• [TASK GOAL]:
Write out the whole listing again, exactly as given.

[Point annotation records]
----------------------------------------

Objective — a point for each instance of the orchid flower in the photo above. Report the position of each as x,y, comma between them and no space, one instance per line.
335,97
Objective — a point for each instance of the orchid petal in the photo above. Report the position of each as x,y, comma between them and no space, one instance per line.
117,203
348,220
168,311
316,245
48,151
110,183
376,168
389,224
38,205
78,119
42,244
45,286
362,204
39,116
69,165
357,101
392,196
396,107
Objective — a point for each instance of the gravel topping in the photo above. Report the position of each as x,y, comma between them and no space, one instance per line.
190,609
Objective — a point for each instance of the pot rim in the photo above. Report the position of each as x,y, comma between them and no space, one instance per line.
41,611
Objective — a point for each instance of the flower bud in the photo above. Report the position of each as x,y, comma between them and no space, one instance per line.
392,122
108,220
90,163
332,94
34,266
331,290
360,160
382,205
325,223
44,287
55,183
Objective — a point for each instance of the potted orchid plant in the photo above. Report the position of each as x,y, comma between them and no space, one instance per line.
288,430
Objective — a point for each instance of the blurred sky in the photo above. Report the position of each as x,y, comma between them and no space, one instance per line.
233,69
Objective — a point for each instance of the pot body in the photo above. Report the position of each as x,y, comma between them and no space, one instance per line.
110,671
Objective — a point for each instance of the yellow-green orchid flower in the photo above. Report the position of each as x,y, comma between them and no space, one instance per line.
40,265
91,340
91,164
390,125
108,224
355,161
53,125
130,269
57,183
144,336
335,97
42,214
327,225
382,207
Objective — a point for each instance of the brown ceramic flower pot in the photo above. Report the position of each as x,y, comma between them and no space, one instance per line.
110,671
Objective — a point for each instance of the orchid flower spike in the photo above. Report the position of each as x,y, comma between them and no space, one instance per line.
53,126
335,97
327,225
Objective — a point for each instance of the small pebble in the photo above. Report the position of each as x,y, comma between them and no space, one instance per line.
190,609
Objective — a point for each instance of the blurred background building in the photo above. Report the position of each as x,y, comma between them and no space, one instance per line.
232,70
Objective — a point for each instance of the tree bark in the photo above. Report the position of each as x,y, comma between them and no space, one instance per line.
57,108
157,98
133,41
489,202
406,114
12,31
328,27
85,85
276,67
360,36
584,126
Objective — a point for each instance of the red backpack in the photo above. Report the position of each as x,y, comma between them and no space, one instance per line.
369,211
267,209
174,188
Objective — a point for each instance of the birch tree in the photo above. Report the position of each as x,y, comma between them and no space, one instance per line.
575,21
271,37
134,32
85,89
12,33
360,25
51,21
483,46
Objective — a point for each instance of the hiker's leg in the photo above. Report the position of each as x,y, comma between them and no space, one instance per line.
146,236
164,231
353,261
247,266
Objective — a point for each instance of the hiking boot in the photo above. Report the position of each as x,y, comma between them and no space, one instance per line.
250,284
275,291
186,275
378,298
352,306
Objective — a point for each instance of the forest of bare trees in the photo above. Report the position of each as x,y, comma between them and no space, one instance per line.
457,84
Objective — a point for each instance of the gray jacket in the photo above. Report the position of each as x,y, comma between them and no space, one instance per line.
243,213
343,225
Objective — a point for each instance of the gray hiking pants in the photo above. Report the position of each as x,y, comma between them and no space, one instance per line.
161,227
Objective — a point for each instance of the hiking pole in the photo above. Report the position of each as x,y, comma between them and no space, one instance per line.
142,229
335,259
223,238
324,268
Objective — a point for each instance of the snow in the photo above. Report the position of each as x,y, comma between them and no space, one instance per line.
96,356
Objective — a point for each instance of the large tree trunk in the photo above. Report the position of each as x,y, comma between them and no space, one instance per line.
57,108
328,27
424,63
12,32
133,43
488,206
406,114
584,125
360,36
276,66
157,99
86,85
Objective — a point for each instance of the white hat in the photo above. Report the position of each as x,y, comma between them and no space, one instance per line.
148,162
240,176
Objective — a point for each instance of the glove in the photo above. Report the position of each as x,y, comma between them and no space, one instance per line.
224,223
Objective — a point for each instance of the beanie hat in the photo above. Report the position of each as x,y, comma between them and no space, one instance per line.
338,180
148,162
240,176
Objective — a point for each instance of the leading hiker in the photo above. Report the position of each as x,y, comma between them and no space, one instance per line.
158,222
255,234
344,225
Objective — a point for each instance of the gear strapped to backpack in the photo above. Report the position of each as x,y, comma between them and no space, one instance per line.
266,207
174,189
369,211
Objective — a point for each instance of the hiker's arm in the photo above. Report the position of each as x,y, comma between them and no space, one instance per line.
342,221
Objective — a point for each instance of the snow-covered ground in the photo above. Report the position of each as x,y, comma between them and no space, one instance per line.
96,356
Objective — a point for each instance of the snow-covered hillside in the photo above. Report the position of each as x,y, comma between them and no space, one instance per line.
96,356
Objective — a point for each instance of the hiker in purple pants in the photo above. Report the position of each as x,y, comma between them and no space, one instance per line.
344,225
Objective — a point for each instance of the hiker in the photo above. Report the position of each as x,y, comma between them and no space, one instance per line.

----------------------------------------

• [WORKED ANSWER]:
Objective — a point for each instance of the orchid flower in the photo above. Report the position of each as x,y, comma between them and no space, one instance per line.
335,97
Objective — a point for each instance of the orchid petal in the photo above. Report the position of each as x,y, comma between them and no space, one instance per line.
117,203
348,220
168,311
316,245
48,151
110,183
376,168
389,224
38,205
78,119
42,244
45,286
362,204
39,116
69,165
357,101
392,196
396,107
Objective — a point for each instance of the gravel topping in the photo above. Report the position of each as x,y, comma between them and no space, one instance per line.
190,609
Objective — a point for each instance of the pot rim in the photo above. Report the position of each as x,y, comma between them and no space, one instance per line.
41,611
Objective — a point for each instance of the flower bud in the photo above. Report the position of each as x,y, comma between them and no space, one instance per line.
392,122
108,220
90,163
332,94
34,266
331,290
360,160
382,205
325,223
44,287
55,183
Objective — a point for each instance of the potted orchid plant in the photo above. Report the position of each as x,y, comma between them and no space, one instance per line.
288,430
Objective — a point for each instance of the blurred sky in the photo above. Report the position of each as x,y, comma between them and no space, one instance per line.
233,69
Objective — a point for each instance of the pot body in the photo above. Report the position of each as x,y, comma between them and no space, one instance per line.
110,671
Objective — a point for each instance of the yellow-green orchid flower in the photo above. Report the position of each as x,y, comma between them and no space, one instance per line.
40,265
91,340
91,164
390,125
108,224
355,161
53,125
130,269
57,183
144,336
335,97
42,214
327,225
382,207
Objective — a point for each instance of the brown ceramic flower pot in the photo above. Report the position of each as x,y, comma between them and no space, one instance per line.
110,671
Objective — a point for each instance of the orchid flower spike in the photo above. Report the position of each as x,y, comma between them and no space, one instance per line.
53,126
335,97
327,225
Objective — a point for each instance of the small pebble in the photo above. Report the position of each as x,y, comma between them and no space, one instance per line.
190,609
Objective — a point for each instance of the blurred background building in the photo above. Report the position of each as x,y, comma between them and no space, one instance per line.
232,70
Objective — a point for each instance of the tree bark in the photo above. Report the position of each as x,y, comma between them and no space, one instance per line.
57,108
157,98
133,41
489,202
406,114
12,31
328,27
85,85
276,67
360,36
584,126
Objective — a point for each instance of the red backpack in the photo above. Report the position of each as x,y, comma between them and no space, one instance per line.
369,211
267,209
174,188
Objective — a point for each instance of the birch tree in the photo above. Report the position of each as x,y, comma between them and no space, one instance per line.
575,21
271,37
134,32
85,89
12,33
360,25
51,21
483,46
Objective — a point for each instance of the hiker's leg in the photo above. Report the position of each as x,y, comma between them and no space, one instance per line.
146,236
164,231
353,261
247,266
Objective — a point for each instance of the hiking boot in the photo above. Report the position of each as x,y, comma between them and no space, one instance per line.
250,284
275,291
186,275
378,298
352,306
Objective — a point for each instance of the forest of bare trees in the photo above. Report the position of each as x,y, comma between them and no space, one instance per line.
457,84
Objective — a point for each instance of the gray jacket in the photo above. Report the position of each as x,y, comma between them and no space, one instance per line.
243,213
343,225
Objective — a point for each instance of the gray hiking pants in the photo above. Report the position of each as x,y, comma between them and no space, one instance per line.
161,227
Objective — a point for each instance of the hiking pole in the photo above. Report the position of each as x,y, comma between them and no space, one instance per line.
142,229
335,259
223,238
324,268
Objective — a point for each instance of the snow in the photo above. Report the position of each as x,y, comma between them and no space, one instance per line.
96,356
Objective — a point for each instance of the large tree trunk in the photo above. Report the position of each as x,y, comma between them and no space, one instance per line.
57,108
328,27
424,63
12,32
133,43
488,206
406,114
584,125
360,36
276,66
157,99
86,85
Objective — a point for each instance of the white hat in the photo above. Report the position of each as x,y, comma between them and no space, one instance per line.
148,162
240,176
Objective — a point for each instance of the glove in the photo above. Report the position of each as x,y, comma between them and no space, one instance per line.
224,223
Objective — a point for each instance of the beanie hat in the photo above. Report the position of each as x,y, comma between them and no space, one instance per line.
338,180
148,162
240,176
Objective — a point for each instance of the leading hiker in the photo above. Report the position of each as x,y, comma between them and no space, one instance per line.
158,222
255,234
344,225
Objective — a point for each instance of the gear strapped to backpack in the photo above. Report the position of each as x,y, comma between them and no space, one instance per line.
266,207
174,189
369,211
Objective — a point for each instance of the hiker's arm in the photo above. Report the position of each as x,y, comma between them and no space, one instance per line.
342,221
Objective — a point for each instance of the snow-covered ground in the photo above. Report the position of each as x,y, comma between them and no space, one instance per line.
96,356
Objective — a point for each instance of the snow-covered hillside in the photo above. Report the position of each as x,y, comma between them and no space, one instance per line.
96,356
Objective — a point for each instance of the hiker in purple pants in the photo above. Report the position of each as x,y, comma between them and no space, one instance per line.
344,225
Objective — a point for each instance of the hiker in the photo above. Report the position of each as x,y, comma between them and no space, one instance per line.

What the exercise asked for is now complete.